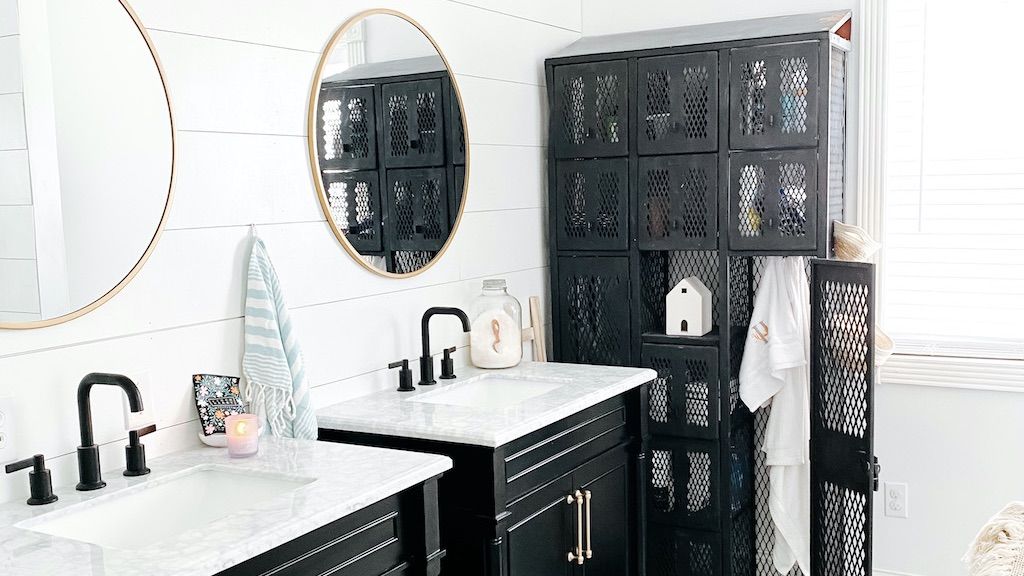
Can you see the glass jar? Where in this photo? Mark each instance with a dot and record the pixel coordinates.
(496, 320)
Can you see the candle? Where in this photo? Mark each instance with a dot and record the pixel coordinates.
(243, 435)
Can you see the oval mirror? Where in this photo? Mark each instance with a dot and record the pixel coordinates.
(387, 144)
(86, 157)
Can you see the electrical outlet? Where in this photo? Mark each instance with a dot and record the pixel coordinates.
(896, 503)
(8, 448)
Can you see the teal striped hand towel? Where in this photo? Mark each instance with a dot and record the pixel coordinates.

- - - - - - -

Exercise prompt =
Give every line of the records above as a JSON list of strings, one string for each line, with blank lines and the pictures left out.

Response =
[
  "Can you see the glass jar? Where in this photo? Mark each instance with a dot and record the pixel coordinates.",
  "(496, 320)",
  "Can you see the candle? Where in this photo? Mark each instance with a dot and record the pixel coordinates.",
  "(243, 435)",
  "Can you see the oval mirror? Where in this photo? Mark each instance with a dot and record the pixel coordinates.",
  "(387, 144)",
  "(86, 157)",
  "Can you see the electrical outlet? Where in this photo? Mark each instance with a dot and record the pixel coordinates.",
  "(896, 503)",
  "(8, 448)",
  "Can you see the teal striped hand towel? Where in this photo? Mark each instance with a dot and record the pixel coordinates."
]